Items from a data source
=-=-=

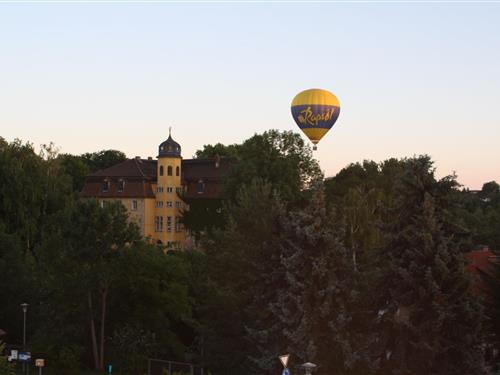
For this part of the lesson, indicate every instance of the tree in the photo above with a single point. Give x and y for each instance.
(244, 262)
(428, 321)
(89, 247)
(280, 158)
(34, 189)
(77, 167)
(211, 151)
(103, 159)
(316, 304)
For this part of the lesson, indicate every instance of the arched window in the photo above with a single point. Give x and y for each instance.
(201, 187)
(105, 185)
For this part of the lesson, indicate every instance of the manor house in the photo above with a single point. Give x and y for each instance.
(155, 192)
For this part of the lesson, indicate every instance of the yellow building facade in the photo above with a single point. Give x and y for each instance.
(155, 192)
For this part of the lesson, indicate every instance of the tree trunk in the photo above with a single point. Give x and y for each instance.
(104, 296)
(92, 332)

=-=-=

What is expected: Return each line of the data, keeping its wording exact and omitting pictures.

Exercise output:
For this part of the lesson, indicate every instance of the tree in the photo above with a single point. Give x and y for each instance.
(244, 262)
(428, 321)
(89, 247)
(280, 158)
(34, 189)
(77, 167)
(211, 151)
(103, 159)
(316, 304)
For this part of the lesson, indicate every instance of the arched window in the photo above with a single point. Give x and y for each instance.
(201, 187)
(105, 185)
For this part of the lesson, indicate every instance of the manor house in the photo above with a single point. Give x and y for each instance.
(155, 192)
For this part of the lesson, indicate every instance of the yellow building facade in the photo above with a single point. Give x and y for each instance.
(155, 192)
For this part of the lesson, indicate every instance of the tree trunk in the photo above with a single point. Give x and y for each instance.
(104, 296)
(92, 332)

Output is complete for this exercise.